**Directive**
Exactly as given, write out the lines from the one containing "building roof ->" through the end of the listing, with both ends included and nothing else.

Pointing dataset records:

+ + + +

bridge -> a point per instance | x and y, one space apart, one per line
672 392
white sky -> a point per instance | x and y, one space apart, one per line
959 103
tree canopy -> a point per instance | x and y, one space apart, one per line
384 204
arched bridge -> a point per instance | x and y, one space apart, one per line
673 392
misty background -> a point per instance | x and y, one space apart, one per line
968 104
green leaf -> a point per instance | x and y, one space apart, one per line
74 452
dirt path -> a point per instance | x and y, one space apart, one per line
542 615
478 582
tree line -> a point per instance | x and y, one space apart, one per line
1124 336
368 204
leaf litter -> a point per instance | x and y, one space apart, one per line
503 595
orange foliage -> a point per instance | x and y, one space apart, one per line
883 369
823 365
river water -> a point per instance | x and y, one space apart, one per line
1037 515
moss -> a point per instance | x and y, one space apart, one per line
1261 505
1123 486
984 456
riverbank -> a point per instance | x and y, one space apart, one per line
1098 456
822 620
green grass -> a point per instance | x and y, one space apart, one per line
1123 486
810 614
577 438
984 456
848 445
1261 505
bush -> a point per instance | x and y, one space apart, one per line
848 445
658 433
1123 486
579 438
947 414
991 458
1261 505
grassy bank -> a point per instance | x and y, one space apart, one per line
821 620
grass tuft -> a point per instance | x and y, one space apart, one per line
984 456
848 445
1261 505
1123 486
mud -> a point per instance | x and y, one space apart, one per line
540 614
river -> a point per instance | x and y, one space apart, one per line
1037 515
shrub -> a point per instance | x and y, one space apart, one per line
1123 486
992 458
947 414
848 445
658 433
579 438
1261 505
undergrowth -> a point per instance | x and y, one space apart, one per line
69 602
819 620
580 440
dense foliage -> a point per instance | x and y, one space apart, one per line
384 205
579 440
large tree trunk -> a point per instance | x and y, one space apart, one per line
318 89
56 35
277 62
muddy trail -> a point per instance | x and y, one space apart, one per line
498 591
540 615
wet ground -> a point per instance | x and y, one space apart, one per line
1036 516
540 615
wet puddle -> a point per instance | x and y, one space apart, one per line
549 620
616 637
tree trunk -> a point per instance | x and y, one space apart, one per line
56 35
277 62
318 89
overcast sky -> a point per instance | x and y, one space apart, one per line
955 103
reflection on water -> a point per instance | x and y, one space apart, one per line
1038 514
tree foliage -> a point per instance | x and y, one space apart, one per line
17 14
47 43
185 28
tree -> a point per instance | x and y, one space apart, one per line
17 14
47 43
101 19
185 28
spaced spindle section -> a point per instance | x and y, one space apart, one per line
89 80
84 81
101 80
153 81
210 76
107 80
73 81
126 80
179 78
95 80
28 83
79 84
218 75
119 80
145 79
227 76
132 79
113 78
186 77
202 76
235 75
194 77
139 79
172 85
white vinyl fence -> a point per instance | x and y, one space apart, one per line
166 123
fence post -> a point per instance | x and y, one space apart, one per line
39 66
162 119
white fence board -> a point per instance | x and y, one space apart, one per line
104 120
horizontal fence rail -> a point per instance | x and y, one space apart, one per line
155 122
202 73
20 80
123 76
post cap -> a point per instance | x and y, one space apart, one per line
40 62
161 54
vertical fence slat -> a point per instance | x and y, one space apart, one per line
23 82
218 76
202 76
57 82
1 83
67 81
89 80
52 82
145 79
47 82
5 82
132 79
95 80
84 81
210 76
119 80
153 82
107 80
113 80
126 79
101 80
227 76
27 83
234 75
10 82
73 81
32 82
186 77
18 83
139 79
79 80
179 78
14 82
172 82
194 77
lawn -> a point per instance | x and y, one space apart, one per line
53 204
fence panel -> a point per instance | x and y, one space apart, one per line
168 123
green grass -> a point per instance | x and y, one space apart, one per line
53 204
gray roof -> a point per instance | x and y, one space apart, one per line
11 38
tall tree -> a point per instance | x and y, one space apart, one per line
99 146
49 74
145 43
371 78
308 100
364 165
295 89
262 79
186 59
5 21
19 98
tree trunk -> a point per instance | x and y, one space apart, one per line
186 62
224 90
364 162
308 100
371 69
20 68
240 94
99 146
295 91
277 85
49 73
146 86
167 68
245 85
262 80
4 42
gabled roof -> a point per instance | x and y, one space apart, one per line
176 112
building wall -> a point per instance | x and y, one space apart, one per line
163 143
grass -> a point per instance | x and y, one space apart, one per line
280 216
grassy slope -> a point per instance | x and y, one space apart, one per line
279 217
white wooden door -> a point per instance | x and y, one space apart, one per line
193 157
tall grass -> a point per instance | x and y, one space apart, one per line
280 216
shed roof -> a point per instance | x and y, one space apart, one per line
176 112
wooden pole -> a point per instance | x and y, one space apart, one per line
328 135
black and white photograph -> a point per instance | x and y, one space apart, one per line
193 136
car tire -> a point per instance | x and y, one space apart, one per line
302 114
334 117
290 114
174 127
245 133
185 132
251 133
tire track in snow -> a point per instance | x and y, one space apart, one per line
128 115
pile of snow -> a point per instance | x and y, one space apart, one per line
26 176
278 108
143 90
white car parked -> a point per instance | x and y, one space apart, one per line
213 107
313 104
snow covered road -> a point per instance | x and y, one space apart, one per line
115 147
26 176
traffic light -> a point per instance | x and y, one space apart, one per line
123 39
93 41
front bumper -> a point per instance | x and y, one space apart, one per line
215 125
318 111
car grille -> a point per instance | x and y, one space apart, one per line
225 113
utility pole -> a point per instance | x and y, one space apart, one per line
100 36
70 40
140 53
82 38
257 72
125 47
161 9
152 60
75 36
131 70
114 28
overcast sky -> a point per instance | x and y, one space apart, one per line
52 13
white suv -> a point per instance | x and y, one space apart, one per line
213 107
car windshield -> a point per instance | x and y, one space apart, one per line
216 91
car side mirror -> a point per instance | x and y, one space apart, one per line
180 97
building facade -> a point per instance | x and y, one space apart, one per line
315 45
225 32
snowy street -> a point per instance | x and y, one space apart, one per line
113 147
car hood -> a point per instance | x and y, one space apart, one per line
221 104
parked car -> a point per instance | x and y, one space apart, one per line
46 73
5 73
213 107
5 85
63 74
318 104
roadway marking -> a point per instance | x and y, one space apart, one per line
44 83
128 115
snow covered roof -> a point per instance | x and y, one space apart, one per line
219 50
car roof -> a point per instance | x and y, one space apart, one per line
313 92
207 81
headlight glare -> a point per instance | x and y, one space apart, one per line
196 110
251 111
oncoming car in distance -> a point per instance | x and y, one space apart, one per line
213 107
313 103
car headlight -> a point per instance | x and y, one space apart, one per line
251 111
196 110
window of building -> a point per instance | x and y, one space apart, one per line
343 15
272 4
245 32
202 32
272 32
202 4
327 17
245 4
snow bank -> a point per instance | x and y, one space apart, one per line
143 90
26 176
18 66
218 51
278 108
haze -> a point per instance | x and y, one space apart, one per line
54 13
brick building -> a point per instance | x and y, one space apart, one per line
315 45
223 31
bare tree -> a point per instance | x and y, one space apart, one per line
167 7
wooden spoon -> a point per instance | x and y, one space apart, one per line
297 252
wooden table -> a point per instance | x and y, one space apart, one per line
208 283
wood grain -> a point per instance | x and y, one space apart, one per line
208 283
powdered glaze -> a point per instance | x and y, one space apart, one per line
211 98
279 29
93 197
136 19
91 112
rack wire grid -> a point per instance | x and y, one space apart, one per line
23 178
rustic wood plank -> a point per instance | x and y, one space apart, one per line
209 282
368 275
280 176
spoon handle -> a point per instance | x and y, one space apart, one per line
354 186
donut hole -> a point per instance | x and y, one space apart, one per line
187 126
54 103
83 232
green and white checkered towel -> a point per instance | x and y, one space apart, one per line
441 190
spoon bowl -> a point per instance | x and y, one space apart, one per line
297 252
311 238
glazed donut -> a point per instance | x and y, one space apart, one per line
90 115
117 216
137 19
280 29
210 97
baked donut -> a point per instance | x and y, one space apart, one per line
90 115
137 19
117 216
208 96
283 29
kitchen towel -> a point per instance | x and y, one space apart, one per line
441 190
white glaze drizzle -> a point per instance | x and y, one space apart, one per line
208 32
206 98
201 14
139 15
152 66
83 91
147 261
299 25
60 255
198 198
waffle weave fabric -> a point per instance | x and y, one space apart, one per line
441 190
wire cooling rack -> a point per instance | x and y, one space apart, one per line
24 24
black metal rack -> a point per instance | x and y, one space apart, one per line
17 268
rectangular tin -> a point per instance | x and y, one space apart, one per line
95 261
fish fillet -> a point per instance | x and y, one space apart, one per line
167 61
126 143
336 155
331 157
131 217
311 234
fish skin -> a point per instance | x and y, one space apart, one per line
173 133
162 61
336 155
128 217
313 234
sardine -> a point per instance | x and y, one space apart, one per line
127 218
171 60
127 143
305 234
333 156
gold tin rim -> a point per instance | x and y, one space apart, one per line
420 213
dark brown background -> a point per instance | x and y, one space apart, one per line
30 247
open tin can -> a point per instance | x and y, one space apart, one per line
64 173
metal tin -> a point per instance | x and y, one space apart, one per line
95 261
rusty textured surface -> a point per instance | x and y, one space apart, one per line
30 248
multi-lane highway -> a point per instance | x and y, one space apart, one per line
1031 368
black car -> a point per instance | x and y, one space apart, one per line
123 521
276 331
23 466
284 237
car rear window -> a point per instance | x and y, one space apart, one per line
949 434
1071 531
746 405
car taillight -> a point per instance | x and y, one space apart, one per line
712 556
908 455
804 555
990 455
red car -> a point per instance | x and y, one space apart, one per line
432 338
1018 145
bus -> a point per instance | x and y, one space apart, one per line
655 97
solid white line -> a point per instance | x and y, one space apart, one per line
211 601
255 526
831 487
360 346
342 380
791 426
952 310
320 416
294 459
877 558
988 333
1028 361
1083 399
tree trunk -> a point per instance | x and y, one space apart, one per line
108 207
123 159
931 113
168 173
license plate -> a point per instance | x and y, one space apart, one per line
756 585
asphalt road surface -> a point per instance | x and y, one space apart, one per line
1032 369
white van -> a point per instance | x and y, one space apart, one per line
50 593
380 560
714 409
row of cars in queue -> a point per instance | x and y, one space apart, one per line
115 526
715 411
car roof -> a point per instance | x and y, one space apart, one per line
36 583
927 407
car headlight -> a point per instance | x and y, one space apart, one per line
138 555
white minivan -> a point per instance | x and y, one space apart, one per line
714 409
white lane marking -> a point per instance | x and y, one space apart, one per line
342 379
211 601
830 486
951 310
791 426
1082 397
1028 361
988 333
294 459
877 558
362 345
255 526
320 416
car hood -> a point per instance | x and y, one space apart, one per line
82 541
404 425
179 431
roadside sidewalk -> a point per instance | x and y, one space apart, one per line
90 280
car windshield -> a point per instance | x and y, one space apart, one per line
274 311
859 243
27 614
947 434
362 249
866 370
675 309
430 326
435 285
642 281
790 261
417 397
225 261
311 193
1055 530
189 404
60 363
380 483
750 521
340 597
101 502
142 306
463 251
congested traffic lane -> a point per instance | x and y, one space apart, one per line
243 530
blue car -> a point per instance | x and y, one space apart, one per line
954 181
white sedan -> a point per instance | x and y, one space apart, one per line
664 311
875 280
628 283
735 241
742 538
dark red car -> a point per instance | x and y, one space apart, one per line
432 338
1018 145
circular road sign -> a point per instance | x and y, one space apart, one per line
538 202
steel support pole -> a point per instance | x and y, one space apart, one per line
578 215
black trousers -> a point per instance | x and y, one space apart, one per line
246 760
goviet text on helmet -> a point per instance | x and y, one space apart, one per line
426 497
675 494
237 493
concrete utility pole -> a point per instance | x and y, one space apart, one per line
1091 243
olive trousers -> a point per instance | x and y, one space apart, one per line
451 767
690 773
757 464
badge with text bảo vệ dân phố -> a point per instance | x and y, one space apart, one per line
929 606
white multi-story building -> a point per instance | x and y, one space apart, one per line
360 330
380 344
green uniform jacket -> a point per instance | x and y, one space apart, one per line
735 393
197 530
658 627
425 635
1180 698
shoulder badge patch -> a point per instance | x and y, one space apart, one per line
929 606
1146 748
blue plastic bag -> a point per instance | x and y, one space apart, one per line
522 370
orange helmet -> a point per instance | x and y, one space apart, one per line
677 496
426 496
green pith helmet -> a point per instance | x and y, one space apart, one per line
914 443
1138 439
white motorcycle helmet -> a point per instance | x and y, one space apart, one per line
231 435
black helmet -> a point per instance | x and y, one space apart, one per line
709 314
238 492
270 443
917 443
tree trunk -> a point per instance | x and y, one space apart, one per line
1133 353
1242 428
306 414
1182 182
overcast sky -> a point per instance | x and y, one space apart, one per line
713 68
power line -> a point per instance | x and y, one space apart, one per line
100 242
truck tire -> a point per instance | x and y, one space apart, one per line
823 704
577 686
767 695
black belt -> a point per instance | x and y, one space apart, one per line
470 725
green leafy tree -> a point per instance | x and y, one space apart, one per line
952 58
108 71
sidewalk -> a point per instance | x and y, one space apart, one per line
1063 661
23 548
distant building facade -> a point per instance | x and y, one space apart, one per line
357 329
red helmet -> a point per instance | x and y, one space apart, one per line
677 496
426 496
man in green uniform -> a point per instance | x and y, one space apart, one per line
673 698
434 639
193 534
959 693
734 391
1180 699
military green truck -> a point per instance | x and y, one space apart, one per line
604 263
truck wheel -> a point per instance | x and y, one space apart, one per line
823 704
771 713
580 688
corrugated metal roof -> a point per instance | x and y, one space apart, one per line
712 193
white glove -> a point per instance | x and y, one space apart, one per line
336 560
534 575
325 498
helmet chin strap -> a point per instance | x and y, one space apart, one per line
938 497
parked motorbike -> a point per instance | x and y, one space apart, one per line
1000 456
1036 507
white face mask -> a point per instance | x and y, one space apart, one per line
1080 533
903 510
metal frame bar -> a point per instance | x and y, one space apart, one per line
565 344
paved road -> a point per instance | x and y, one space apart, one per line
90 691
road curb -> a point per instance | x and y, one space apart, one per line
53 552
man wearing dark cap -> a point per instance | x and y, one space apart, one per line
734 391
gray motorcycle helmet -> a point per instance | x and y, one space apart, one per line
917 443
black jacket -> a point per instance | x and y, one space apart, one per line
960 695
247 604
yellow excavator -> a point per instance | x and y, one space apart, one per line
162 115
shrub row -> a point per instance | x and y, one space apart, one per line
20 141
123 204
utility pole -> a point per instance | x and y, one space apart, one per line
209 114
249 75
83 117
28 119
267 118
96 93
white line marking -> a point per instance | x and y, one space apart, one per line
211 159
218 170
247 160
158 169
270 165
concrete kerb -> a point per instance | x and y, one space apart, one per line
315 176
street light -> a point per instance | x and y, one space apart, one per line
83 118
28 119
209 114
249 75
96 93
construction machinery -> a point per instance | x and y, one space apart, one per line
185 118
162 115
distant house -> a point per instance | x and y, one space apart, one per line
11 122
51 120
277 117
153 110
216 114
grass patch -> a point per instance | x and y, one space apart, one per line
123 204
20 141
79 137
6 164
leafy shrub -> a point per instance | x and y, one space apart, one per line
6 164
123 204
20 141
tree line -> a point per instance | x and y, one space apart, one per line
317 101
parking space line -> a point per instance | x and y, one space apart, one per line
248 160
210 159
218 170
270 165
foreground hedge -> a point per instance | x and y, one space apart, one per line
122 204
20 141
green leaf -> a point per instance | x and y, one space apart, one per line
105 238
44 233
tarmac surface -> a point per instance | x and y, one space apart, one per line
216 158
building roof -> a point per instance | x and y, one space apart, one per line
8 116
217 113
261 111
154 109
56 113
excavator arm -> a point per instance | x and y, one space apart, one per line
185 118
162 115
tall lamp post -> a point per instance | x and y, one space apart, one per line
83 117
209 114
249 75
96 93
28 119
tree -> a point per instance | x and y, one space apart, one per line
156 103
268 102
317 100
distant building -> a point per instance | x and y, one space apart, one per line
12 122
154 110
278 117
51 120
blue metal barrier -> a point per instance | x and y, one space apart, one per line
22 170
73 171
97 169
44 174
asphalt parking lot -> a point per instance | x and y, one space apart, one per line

+ + + +

**Exercise response**
building roof -> a point per instance | x and y, one space apart, one per line
8 116
217 113
261 111
154 109
56 113
excavator arm -> a point per instance | x and y, one space apart, one per line
185 118
162 115
tall lamp post -> a point per instance | x and y, one space apart, one per line
83 117
209 114
249 75
96 93
28 119
tree -> a point per instance | x and y, one space apart, one per line
156 103
268 102
317 100
distant building -> a point per instance | x and y, one space apart, one per line
12 122
154 110
278 117
51 120
blue metal barrier -> a point per instance | x and y, one space apart, one per line
22 170
73 171
97 169
44 174
asphalt parking lot -> a point per instance | x and y, one space apart, one per line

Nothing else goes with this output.